● What you have to do
Rewrite all of the material below, replacing each "positive clicks" with "foreground clicks" and leaving everything else unchanged.

Stored records:
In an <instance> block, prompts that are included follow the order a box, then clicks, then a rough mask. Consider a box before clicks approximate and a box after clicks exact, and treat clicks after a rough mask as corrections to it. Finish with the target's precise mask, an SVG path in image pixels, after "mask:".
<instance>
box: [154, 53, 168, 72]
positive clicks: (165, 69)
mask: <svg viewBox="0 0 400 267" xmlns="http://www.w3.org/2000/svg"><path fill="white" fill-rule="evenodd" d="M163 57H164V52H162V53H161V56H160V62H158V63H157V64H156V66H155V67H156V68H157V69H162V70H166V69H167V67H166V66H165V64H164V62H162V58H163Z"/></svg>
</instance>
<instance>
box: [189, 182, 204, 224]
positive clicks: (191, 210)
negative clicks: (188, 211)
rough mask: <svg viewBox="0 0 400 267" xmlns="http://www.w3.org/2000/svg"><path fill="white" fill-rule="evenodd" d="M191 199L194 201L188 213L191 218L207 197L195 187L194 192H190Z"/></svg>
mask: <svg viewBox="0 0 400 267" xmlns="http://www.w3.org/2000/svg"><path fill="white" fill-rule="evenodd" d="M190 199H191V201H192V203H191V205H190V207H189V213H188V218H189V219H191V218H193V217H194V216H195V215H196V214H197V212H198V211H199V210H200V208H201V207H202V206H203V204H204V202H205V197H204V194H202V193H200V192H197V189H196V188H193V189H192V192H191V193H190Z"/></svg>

● Reply to the task
In an <instance> block, prompts that are included follow the order a box, then clicks, then a rough mask. Consider a box before clicks approximate and a box after clicks exact, and treat clicks after a rough mask as corrections to it. Finish with the target's precise mask, an SVG path in image pixels, after "mask:".
<instance>
box: [154, 53, 168, 72]
foreground clicks: (165, 69)
mask: <svg viewBox="0 0 400 267" xmlns="http://www.w3.org/2000/svg"><path fill="white" fill-rule="evenodd" d="M163 57H164V52H162V53H161V56H160V62H158V63H157V64H156V66H155V67H156V68H157V69H162V70H166V69H167V67H166V66H165V64H164V62H162V58H163Z"/></svg>
</instance>
<instance>
box: [189, 182, 204, 224]
foreground clicks: (191, 210)
negative clicks: (188, 211)
rough mask: <svg viewBox="0 0 400 267" xmlns="http://www.w3.org/2000/svg"><path fill="white" fill-rule="evenodd" d="M191 199L194 201L188 213L191 218L207 197L195 187L194 192H190Z"/></svg>
mask: <svg viewBox="0 0 400 267" xmlns="http://www.w3.org/2000/svg"><path fill="white" fill-rule="evenodd" d="M190 199H191V201H192V203H191V205H190V207H189V213H188V218H189V219H191V218H193V217H194V216H195V215H196V214H197V212H198V211H199V210H200V208H201V207H202V206H203V204H204V202H205V197H204V194H202V193H200V192H197V189H196V188H193V189H192V192H191V193H190Z"/></svg>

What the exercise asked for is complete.